What to produce:
In the rows below, count the lines that contain the string "query" with matching case. Reply with the number alone.

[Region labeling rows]
···
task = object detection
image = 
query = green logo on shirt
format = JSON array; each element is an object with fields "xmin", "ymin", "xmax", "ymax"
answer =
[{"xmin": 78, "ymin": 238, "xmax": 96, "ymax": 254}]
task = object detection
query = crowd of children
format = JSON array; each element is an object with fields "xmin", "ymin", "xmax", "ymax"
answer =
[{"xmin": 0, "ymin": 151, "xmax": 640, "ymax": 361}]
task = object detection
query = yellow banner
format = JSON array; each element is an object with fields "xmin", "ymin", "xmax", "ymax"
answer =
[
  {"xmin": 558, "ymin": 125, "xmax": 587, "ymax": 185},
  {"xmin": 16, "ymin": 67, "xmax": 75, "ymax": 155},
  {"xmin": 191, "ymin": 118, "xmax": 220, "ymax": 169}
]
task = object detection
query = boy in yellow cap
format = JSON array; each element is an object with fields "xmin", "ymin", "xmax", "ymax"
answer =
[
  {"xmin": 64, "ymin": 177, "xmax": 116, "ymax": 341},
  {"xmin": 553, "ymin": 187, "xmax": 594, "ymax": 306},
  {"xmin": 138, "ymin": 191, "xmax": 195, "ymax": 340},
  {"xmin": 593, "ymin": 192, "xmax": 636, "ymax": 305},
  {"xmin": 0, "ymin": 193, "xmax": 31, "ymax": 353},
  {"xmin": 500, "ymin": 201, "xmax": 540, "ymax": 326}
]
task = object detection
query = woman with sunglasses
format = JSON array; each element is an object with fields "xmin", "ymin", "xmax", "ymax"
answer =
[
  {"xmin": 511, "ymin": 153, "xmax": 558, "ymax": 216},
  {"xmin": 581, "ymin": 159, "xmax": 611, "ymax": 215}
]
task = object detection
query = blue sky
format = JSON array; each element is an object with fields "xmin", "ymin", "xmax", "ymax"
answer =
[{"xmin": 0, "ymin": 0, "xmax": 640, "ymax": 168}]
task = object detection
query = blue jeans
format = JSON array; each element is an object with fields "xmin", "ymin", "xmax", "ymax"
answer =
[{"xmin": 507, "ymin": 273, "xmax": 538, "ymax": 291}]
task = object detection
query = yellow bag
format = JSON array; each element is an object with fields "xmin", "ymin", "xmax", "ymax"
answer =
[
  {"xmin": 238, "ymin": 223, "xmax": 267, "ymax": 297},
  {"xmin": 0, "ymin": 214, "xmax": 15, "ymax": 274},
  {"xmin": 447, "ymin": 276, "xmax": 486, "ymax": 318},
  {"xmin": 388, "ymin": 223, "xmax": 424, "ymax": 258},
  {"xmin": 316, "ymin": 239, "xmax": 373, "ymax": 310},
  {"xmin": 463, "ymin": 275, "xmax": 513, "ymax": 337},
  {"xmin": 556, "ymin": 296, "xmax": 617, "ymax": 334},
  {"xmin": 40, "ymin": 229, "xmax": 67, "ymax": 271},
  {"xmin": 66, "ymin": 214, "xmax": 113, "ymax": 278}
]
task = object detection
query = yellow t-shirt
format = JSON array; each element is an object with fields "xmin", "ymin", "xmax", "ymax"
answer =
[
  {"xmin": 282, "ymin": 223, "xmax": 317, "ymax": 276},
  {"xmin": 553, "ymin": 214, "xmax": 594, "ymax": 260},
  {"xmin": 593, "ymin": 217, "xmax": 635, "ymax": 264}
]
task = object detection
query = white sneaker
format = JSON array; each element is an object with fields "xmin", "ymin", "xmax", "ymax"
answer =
···
Answer:
10